Content starts

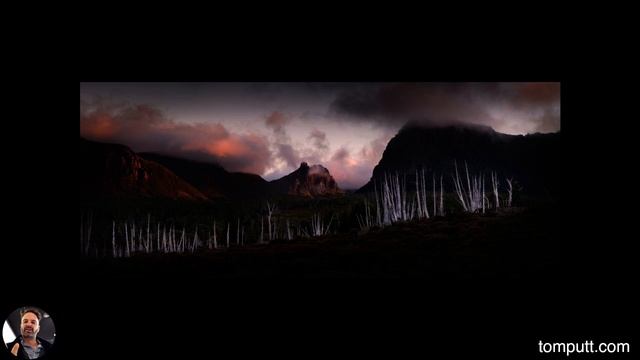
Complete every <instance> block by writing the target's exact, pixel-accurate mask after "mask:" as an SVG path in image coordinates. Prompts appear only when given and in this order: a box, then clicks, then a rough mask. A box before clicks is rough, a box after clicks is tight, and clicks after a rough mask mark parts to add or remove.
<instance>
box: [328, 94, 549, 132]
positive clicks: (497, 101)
mask: <svg viewBox="0 0 640 360" xmlns="http://www.w3.org/2000/svg"><path fill="white" fill-rule="evenodd" d="M559 109H560V84H559V83H399V84H382V85H379V84H375V85H371V86H368V87H366V86H361V87H355V88H352V89H347V90H345V91H342V92H340V93H339V94H338V95H337V96H336V98H335V100H334V101H333V103H332V104H331V110H332V111H333V112H334V113H336V114H338V115H349V116H351V119H352V120H356V121H369V122H371V121H373V122H376V123H378V124H380V125H388V126H398V125H401V124H403V123H405V122H406V121H408V120H414V121H419V122H423V123H425V124H440V125H445V124H450V123H456V122H463V123H476V124H482V125H488V126H491V127H493V128H494V129H495V130H497V131H502V132H509V133H529V132H535V131H540V132H555V131H559V130H560V111H559ZM542 114H544V116H542Z"/></svg>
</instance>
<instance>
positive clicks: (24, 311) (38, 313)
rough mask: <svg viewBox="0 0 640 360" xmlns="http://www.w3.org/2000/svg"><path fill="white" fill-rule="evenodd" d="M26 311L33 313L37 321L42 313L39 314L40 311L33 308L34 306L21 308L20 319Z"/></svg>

Content ends

*WHAT IS NEEDED:* Convert the items above into a Markdown table with the columns "Row" and "Item line," giving each nonblank line its own numbered row. Leave the pictures out.

*TASK SOLUTION:*
| Row | Item line |
|---|---|
| 1 | Complete every <instance> block by writing the target's exact, pixel-accurate mask after "mask:" as an SVG path in image coordinates. Prompts appear only when given and in this order: a box, then clicks, then a rough mask. A box before clicks is rough, a box after clicks is tight, and clicks after a rough mask mark parts to add or remove. |
| 2 | <instance> |
| 3 | box: [328, 94, 549, 132] |
| 4 | positive clicks: (497, 101) |
| 5 | mask: <svg viewBox="0 0 640 360" xmlns="http://www.w3.org/2000/svg"><path fill="white" fill-rule="evenodd" d="M559 109H560V84H559V83H399V84H382V85H379V84H375V85H371V86H368V87H366V86H361V87H355V88H352V89H347V90H345V91H342V92H340V93H339V94H338V95H337V96H336V98H335V100H334V101H333V103H332V104H331V110H332V111H333V112H334V113H336V114H338V115H349V116H351V119H352V120H356V121H369V122H371V121H373V122H376V123H378V124H380V125H388V126H398V125H401V124H403V123H405V122H406V121H408V120H414V121H419V122H423V123H425V124H440V125H445V124H450V123H456V122H463V123H476V124H482V125H488V126H491V127H493V128H494V129H495V130H497V131H502V132H509V133H529V132H535V131H540V132H555V131H559V130H560V111H559ZM542 114H544V116H542Z"/></svg> |
| 6 | </instance> |
| 7 | <instance> |
| 8 | positive clicks: (24, 311) (38, 313) |
| 9 | rough mask: <svg viewBox="0 0 640 360" xmlns="http://www.w3.org/2000/svg"><path fill="white" fill-rule="evenodd" d="M26 311L33 313L37 321L42 313L39 314L40 311L33 308L34 306L21 308L20 319Z"/></svg> |